**Task objective:** Write out the data from its first line up to and including the line with "(356, 480), (546, 616)", copying each line exactly.

--- begin Given data ---

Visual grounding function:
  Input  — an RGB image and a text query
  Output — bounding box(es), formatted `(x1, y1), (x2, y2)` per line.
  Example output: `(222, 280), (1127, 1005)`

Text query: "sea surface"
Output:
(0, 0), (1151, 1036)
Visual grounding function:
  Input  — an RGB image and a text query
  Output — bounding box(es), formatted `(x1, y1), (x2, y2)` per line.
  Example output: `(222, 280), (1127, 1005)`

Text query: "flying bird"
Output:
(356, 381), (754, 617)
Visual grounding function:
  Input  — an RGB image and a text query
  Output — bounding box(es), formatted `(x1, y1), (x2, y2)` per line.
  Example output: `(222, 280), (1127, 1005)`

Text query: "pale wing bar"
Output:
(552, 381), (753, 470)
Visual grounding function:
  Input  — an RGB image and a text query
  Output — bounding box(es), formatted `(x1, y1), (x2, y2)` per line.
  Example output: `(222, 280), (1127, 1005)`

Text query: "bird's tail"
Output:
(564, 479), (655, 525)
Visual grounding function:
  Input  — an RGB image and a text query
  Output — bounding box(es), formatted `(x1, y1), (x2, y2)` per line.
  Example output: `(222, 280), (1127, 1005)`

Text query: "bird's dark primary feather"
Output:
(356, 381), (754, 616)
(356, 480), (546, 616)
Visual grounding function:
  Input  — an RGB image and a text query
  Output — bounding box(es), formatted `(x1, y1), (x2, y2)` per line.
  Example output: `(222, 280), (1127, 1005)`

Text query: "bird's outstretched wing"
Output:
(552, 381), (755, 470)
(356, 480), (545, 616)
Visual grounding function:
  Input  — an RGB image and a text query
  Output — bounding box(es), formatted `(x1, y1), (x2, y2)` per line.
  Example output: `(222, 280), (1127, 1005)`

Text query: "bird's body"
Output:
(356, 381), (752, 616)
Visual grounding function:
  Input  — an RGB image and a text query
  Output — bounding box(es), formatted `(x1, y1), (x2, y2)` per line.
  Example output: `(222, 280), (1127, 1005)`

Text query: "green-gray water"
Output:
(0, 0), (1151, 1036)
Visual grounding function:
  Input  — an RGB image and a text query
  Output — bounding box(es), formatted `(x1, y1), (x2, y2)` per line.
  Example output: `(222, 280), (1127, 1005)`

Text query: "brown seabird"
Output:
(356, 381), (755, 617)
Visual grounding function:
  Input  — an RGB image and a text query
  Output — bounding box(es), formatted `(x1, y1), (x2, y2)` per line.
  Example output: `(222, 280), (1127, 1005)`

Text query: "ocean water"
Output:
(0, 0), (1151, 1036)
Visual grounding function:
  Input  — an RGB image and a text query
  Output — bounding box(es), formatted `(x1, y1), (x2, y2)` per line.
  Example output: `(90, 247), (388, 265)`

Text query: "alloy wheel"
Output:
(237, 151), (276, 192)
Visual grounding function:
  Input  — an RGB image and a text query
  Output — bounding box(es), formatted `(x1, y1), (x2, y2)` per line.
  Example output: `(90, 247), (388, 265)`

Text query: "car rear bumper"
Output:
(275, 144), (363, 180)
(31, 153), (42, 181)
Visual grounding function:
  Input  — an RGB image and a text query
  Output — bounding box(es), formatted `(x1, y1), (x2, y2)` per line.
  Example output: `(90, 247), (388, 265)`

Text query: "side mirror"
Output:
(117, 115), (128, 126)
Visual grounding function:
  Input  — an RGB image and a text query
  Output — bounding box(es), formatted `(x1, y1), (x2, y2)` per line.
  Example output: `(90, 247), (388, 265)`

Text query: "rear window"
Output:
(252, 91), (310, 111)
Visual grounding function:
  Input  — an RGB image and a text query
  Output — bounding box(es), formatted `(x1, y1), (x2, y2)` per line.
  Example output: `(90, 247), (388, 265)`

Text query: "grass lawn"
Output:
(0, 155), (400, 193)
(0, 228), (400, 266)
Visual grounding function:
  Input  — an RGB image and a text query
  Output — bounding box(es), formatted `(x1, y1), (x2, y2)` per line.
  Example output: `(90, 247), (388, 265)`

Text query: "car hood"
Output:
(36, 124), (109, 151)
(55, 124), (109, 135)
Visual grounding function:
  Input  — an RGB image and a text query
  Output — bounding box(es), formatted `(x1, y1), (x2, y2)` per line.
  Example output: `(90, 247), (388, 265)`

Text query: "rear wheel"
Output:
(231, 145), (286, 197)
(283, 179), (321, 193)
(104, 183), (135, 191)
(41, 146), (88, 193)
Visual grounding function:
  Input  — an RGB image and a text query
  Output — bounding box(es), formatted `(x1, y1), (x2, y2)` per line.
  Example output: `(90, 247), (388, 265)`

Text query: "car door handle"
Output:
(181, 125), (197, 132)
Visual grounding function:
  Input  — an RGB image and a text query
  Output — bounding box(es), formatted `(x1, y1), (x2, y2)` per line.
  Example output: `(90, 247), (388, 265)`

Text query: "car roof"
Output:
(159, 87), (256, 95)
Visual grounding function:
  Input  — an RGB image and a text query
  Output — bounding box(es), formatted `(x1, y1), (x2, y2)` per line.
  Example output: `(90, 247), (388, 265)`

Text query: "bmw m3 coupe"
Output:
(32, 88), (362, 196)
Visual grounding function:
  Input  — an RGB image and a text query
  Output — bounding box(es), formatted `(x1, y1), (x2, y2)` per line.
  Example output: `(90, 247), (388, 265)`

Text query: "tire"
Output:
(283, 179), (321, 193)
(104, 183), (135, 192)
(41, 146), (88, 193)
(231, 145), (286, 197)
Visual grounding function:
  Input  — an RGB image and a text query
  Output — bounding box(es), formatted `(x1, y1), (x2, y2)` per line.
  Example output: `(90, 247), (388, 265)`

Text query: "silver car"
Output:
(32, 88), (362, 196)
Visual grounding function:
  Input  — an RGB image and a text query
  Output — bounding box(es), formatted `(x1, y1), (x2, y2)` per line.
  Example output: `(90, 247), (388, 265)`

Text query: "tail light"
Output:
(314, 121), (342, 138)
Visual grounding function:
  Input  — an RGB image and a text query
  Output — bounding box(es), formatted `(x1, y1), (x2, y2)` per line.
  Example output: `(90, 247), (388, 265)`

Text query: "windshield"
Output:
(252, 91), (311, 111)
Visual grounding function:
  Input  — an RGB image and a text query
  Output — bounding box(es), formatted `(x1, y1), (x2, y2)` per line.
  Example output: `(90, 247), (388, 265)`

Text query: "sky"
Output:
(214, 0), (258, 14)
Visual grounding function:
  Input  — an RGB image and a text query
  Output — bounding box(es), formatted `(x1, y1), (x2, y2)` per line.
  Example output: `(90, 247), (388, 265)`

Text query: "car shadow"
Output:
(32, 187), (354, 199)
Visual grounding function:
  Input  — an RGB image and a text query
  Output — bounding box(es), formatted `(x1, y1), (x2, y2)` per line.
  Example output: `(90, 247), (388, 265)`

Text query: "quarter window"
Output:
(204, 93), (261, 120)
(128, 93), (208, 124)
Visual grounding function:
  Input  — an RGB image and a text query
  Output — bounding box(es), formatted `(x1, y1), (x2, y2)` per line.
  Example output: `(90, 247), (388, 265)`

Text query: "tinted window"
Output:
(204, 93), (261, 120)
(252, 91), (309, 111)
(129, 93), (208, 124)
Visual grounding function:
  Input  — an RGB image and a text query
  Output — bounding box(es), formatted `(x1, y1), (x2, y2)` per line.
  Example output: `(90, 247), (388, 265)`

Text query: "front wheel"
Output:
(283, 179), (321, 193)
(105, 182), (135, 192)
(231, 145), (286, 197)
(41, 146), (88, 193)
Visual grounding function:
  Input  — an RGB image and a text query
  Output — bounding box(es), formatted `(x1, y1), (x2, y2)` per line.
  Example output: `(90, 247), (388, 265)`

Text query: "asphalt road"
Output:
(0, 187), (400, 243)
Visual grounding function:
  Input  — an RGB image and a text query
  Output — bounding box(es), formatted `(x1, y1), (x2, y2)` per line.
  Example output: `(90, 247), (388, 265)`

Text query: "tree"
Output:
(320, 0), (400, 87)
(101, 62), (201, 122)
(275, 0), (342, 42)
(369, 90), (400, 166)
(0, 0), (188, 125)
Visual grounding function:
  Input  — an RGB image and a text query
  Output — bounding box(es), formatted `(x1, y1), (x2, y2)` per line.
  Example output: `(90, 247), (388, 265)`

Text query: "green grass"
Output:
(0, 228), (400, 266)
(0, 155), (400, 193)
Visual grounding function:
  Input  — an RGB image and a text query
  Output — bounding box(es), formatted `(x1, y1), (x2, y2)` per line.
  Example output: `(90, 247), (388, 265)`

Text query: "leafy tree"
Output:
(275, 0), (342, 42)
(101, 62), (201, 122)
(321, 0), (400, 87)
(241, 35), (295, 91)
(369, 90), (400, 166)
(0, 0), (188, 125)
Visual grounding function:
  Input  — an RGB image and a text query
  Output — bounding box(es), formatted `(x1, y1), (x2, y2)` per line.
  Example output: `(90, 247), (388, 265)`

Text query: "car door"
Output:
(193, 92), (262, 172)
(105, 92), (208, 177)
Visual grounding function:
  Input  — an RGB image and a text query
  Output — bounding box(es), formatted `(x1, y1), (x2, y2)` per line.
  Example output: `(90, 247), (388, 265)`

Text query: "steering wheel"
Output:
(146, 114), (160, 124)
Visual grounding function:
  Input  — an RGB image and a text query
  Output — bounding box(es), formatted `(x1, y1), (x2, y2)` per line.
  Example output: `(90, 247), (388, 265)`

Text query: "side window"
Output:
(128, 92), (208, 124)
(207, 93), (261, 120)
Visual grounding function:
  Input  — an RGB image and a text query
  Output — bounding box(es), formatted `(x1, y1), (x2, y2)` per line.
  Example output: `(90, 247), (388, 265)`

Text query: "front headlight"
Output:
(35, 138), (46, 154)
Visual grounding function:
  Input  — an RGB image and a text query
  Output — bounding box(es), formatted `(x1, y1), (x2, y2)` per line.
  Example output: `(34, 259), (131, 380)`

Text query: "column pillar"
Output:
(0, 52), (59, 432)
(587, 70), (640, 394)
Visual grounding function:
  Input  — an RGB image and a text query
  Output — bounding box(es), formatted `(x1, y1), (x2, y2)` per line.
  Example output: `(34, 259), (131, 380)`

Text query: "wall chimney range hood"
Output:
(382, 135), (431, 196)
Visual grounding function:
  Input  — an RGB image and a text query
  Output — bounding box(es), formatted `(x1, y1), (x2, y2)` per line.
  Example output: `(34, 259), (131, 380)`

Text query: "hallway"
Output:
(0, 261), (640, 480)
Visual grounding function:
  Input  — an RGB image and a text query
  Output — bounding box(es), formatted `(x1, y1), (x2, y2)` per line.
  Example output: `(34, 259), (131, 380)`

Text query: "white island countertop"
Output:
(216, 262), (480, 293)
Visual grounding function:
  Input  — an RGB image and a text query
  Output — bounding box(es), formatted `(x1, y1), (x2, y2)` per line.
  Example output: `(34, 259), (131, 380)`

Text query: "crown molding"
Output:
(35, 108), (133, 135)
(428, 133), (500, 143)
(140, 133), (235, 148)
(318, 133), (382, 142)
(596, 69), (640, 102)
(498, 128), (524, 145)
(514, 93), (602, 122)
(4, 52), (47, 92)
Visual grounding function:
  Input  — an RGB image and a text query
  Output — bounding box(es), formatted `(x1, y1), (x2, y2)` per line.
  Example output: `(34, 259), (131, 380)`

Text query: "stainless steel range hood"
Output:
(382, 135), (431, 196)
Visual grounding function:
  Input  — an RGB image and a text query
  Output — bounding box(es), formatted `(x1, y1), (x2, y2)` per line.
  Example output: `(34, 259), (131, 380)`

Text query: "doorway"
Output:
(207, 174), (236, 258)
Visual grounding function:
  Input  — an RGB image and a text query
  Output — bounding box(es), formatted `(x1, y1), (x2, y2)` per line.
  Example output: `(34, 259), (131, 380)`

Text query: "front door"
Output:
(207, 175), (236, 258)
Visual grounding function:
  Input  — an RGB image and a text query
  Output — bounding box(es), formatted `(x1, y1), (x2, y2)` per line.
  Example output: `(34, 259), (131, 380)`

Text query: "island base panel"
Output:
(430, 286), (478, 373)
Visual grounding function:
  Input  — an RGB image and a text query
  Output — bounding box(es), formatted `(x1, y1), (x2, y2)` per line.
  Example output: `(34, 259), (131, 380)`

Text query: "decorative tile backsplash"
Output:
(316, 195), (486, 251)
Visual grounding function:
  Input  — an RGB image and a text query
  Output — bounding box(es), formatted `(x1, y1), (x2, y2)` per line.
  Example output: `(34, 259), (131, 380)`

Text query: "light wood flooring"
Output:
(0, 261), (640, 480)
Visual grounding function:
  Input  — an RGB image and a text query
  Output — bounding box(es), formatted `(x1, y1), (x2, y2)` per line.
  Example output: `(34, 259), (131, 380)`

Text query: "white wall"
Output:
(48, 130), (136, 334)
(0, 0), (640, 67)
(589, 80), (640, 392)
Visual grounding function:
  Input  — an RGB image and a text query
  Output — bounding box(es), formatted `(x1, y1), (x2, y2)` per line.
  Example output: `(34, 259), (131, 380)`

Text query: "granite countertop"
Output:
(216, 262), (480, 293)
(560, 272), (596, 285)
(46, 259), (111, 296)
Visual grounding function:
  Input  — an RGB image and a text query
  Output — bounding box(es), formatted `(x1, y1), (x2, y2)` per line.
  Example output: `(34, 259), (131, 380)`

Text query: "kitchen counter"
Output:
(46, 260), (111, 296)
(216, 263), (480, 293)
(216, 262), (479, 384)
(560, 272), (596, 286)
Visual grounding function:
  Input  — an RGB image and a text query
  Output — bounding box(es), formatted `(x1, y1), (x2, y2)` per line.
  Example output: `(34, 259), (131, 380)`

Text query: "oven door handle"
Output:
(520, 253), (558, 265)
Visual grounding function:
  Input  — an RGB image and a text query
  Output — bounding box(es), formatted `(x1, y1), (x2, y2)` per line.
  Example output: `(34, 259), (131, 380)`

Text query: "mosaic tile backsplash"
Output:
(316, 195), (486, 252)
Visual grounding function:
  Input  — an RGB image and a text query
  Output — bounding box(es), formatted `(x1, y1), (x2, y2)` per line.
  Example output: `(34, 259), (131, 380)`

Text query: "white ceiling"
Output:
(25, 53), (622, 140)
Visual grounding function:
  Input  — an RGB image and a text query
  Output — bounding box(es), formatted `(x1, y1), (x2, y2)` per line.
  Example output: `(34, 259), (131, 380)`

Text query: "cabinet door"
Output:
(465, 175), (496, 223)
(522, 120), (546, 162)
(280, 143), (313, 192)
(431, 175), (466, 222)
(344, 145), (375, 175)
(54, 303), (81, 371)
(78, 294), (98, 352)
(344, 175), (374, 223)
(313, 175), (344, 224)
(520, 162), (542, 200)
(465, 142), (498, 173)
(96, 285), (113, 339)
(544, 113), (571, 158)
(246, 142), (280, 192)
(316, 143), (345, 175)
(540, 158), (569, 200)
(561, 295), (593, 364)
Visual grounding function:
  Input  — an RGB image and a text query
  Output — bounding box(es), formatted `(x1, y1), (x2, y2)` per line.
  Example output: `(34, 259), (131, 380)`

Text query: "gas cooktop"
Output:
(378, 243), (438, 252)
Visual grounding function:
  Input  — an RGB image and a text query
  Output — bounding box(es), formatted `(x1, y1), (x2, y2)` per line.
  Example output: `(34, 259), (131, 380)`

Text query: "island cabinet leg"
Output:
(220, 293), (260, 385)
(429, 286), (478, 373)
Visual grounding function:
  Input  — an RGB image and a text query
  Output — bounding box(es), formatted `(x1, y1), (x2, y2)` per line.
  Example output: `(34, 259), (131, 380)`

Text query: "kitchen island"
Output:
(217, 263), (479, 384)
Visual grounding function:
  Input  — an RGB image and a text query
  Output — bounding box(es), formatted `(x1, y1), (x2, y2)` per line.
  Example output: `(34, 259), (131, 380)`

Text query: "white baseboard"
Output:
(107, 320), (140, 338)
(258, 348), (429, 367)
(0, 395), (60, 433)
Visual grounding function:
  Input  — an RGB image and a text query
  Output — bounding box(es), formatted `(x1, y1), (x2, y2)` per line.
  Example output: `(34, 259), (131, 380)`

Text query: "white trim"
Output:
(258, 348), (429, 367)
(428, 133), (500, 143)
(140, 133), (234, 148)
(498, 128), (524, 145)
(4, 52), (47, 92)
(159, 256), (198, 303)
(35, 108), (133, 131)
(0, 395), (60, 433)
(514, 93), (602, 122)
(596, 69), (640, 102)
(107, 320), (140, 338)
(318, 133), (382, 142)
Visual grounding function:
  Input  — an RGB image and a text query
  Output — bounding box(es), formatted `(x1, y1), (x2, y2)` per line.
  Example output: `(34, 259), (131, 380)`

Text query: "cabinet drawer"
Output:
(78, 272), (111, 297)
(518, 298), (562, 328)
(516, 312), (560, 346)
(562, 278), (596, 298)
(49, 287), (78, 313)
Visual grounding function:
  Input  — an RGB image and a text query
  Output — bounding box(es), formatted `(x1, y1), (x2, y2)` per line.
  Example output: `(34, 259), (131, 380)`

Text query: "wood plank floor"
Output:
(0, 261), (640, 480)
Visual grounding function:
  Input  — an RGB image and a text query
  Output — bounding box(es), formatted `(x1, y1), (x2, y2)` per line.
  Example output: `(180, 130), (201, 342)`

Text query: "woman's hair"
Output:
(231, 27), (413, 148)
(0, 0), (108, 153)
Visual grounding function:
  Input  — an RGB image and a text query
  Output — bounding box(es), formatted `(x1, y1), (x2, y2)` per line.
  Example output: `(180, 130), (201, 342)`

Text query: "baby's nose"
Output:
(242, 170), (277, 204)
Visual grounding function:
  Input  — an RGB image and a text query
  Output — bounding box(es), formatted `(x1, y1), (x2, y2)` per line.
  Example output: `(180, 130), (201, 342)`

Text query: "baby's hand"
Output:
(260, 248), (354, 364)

--- end Given data ---

**Task answer:**
Visual grounding function:
  Input  — an RGB image and a text query
  Output — bounding box(es), formatted `(x1, y1), (x2, y2)` per line.
  Example output: `(222, 280), (1127, 1005)`

Text query: "sea surface"
Output:
(0, 0), (1151, 1036)
Visual grounding function:
  Input  — an RGB image and a text query
  Output — bounding box(es), formatted `(x1, y1), (x2, y2)` per line.
  Example output: `(222, 280), (1127, 1005)`

Text query: "flying bird"
Output:
(356, 381), (754, 617)
Visual grounding function:
  Input  — an RGB image and a text query
  Output — bounding box(es), formatted `(x1, y1), (x2, y2)` per line.
  Example output: `(222, 280), (1127, 1005)`

Text query: "pale wing bar"
Output:
(552, 381), (753, 470)
Visual grounding function:
  Input  — an RGB image and a text query
  Output — bounding box(es), formatted `(x1, y1), (x2, y2)` per line.
  Example output: `(222, 280), (1127, 1005)`

Text query: "bird's tail"
Output:
(564, 479), (655, 525)
Visual grounding function:
  Input  — an RGB image and a text query
  Output — bounding box(es), formatted `(x1, y1), (x2, y2)` per line.
  Example output: `(222, 280), (1127, 1005)`

Text query: "bird's dark primary feather"
Output:
(356, 381), (754, 616)
(356, 480), (546, 616)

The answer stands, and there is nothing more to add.